◆ **Directions**:
Below are records; reproduce exactly the lines from the one that has "Using the scene above, find wooden railcar" through the one that has "Find the hillside", ends included, and nothing more.

*** Excerpted data Section Begins ***

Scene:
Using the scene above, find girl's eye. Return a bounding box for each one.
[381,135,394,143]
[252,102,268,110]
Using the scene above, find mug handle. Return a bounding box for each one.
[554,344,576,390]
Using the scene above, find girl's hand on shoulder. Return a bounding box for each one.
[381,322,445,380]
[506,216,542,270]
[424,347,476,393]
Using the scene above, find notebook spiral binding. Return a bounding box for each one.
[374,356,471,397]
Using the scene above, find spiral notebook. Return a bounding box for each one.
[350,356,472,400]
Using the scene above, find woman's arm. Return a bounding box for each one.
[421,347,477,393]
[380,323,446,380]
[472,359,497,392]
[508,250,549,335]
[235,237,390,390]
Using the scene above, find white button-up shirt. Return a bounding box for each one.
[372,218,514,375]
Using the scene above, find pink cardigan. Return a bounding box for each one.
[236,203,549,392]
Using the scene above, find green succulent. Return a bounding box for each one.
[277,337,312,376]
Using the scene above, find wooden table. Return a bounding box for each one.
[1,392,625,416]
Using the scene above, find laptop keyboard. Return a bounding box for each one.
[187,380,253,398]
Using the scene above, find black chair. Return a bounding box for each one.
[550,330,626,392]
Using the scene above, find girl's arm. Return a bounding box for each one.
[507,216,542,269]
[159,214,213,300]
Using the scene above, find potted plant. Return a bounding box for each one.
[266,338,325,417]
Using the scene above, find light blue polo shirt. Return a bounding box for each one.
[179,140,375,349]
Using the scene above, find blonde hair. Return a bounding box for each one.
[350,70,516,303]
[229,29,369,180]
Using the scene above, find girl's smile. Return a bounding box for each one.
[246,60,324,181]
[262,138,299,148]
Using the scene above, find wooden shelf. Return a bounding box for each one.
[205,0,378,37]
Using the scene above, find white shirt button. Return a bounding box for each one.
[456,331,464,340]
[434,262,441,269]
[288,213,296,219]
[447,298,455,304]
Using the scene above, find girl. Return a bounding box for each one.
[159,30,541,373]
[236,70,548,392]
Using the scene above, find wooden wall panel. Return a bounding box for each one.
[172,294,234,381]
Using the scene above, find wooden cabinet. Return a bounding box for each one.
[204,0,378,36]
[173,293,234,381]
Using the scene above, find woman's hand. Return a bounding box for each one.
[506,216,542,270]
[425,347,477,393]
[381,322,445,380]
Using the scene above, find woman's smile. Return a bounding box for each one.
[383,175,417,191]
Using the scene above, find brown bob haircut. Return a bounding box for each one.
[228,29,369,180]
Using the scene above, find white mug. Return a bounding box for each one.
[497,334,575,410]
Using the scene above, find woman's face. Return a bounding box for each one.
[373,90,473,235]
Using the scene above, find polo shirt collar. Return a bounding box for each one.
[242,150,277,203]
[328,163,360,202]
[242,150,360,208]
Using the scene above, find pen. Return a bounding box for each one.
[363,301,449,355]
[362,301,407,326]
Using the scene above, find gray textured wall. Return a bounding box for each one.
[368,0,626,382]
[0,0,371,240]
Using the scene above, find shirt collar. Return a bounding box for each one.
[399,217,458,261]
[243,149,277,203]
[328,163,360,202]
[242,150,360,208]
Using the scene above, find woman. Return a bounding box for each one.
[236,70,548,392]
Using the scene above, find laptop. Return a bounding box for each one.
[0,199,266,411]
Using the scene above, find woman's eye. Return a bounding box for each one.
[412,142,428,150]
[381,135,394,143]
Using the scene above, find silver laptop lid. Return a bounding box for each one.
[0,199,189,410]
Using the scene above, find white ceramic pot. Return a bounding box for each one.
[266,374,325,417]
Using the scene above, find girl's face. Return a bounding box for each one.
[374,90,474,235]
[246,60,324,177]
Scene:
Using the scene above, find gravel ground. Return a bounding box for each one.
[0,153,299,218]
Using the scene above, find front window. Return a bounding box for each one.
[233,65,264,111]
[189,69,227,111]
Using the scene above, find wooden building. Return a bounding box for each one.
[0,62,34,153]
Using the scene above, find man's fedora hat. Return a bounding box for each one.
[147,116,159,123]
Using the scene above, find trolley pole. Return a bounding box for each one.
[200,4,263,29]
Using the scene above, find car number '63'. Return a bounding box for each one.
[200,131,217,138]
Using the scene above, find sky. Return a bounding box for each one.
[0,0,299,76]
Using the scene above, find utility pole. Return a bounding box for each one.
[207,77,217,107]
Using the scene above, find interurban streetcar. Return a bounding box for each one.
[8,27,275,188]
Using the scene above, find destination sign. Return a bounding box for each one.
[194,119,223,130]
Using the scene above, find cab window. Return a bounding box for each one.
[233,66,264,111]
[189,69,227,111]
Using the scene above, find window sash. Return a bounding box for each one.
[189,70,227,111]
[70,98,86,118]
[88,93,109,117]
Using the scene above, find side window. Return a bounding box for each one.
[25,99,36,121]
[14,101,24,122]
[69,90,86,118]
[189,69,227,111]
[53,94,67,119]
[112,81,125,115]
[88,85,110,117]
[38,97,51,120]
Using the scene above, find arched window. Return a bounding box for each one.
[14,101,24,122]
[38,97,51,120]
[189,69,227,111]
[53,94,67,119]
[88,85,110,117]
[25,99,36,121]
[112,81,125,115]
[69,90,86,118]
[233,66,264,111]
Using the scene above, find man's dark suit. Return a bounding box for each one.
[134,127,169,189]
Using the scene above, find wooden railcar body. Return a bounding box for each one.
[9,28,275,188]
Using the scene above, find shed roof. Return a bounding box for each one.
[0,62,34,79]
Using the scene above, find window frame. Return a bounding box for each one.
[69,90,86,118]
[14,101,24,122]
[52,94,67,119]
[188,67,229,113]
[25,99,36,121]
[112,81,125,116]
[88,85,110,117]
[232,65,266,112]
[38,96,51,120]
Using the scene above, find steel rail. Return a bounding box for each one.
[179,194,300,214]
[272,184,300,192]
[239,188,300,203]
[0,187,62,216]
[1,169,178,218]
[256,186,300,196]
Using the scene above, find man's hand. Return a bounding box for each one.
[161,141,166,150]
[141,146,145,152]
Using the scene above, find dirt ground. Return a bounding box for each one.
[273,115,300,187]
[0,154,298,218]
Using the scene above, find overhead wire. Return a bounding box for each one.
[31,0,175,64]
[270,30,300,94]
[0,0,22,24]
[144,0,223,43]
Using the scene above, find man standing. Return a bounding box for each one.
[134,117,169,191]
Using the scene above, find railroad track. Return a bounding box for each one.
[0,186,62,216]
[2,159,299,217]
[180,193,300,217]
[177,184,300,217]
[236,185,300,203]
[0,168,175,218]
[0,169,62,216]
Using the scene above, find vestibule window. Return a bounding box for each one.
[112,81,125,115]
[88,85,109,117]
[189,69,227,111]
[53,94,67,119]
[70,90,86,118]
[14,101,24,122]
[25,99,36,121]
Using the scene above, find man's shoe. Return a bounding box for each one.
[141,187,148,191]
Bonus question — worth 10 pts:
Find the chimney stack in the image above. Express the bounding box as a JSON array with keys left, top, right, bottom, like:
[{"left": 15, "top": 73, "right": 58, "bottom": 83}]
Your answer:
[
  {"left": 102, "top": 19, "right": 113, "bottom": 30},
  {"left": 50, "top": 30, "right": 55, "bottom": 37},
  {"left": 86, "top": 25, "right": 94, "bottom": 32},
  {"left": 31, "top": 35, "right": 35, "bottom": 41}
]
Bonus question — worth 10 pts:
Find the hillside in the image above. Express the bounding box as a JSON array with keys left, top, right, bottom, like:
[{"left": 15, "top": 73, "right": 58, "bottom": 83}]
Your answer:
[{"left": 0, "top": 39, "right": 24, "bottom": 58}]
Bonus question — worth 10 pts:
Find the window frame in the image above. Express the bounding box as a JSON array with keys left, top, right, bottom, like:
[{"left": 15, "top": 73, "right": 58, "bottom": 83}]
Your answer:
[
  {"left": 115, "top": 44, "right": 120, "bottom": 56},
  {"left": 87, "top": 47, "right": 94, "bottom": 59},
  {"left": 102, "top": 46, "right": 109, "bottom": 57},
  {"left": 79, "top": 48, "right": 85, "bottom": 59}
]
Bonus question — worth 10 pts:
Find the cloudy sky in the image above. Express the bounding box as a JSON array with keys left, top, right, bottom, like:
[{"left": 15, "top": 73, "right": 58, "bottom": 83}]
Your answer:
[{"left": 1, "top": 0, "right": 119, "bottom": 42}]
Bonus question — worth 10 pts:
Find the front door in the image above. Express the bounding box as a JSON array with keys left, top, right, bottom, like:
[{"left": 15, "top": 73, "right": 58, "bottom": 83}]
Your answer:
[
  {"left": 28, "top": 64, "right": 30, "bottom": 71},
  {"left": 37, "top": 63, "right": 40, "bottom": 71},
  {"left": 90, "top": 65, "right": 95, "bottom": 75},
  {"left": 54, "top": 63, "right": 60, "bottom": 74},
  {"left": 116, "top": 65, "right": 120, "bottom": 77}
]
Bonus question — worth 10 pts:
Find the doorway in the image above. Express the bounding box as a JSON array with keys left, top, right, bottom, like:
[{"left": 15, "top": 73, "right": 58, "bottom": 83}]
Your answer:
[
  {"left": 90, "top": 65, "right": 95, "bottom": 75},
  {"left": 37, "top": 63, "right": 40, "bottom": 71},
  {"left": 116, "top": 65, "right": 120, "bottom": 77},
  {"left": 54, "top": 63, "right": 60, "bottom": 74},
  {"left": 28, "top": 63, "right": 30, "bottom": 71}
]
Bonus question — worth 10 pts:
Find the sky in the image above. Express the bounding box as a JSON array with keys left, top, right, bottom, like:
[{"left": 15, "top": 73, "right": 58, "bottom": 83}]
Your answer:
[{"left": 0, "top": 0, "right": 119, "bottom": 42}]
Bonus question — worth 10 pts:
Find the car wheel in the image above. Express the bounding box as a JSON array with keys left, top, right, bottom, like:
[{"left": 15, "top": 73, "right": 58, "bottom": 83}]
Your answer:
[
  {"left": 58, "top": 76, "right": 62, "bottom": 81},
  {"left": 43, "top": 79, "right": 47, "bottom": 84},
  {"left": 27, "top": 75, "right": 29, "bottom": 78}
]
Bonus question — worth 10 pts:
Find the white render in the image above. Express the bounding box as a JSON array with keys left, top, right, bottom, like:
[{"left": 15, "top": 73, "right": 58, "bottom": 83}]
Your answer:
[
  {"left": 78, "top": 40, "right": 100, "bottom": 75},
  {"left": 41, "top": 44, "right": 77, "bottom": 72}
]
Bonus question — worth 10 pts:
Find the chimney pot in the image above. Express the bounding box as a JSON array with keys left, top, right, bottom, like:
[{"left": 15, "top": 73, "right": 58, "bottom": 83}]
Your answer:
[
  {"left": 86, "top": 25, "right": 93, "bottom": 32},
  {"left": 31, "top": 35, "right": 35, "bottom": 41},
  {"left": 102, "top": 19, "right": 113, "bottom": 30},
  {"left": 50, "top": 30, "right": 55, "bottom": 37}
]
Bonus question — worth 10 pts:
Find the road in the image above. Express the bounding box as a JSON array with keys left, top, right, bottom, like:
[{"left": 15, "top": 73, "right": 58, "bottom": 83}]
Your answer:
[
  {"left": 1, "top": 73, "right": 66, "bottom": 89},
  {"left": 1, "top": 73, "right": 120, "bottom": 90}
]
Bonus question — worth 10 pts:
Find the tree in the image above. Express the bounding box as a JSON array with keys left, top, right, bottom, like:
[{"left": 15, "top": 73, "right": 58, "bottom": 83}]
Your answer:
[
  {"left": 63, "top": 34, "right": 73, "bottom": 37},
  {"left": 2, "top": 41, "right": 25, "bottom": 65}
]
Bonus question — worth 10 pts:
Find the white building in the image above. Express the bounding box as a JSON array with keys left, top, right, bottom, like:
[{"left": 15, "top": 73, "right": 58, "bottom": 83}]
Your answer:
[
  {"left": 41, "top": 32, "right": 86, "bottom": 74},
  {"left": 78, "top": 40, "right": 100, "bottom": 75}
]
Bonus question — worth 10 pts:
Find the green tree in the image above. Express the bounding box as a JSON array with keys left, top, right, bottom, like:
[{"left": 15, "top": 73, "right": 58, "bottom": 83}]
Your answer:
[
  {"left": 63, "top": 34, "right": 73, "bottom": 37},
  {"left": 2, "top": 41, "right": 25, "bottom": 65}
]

*** Excerpted data Section Ends ***

◆ **Answer section**:
Using the scene above, find wooden railcar body. Return a bounding box for each one.
[9,28,275,188]
Using the scene above, find shed roof. Return a bounding box for each one.
[0,62,34,79]
Using the scene above, find window frame. Return a bounding box for each one.
[69,90,86,118]
[14,101,24,122]
[52,94,67,119]
[188,67,229,113]
[25,99,36,121]
[112,81,125,116]
[88,85,110,117]
[232,65,266,112]
[38,96,51,120]
Using the scene above, find steel rail. Return a bounding box for each one.
[179,194,300,214]
[272,184,300,192]
[239,188,300,203]
[0,187,62,216]
[1,169,178,218]
[256,186,300,196]
Using the scene above, find man's hand. Return a bounding box for each one.
[161,141,166,150]
[141,146,145,152]
Using the scene above, find dirt ground. Return a bounding box for each one.
[273,115,300,187]
[0,154,298,218]
Using the scene above, find overhead wire. Return a bounding box for each one.
[31,0,175,64]
[270,30,300,94]
[0,0,22,24]
[144,0,223,43]
Using the scene above, find man standing. Return a bounding box for each one.
[134,117,169,191]
Using the scene above, find railroad track. Return a bounding box for each one.
[0,186,62,216]
[2,159,299,217]
[180,193,300,217]
[177,184,300,217]
[236,185,300,203]
[0,168,175,218]
[0,169,62,216]
Using the scene above, find vestibule window. Return a bounding box for each one.
[112,81,125,115]
[88,85,109,117]
[189,69,227,111]
[53,94,67,119]
[70,90,86,118]
[14,101,24,122]
[25,99,36,121]
Using the scene above, find man's shoe. Return a bounding box for each one.
[141,187,148,191]
Bonus question — worth 10 pts:
Find the chimney stack in the image above. Express the bounding box as a JSON array with keys left, top, right, bottom, like:
[{"left": 15, "top": 73, "right": 58, "bottom": 83}]
Your answer:
[
  {"left": 102, "top": 19, "right": 113, "bottom": 30},
  {"left": 50, "top": 30, "right": 55, "bottom": 37},
  {"left": 86, "top": 25, "right": 94, "bottom": 32},
  {"left": 31, "top": 35, "right": 35, "bottom": 41}
]
Bonus question — worth 10 pts:
Find the hillside in the image above. Express the bounding box as a JSON array with keys left, top, right, bottom, like:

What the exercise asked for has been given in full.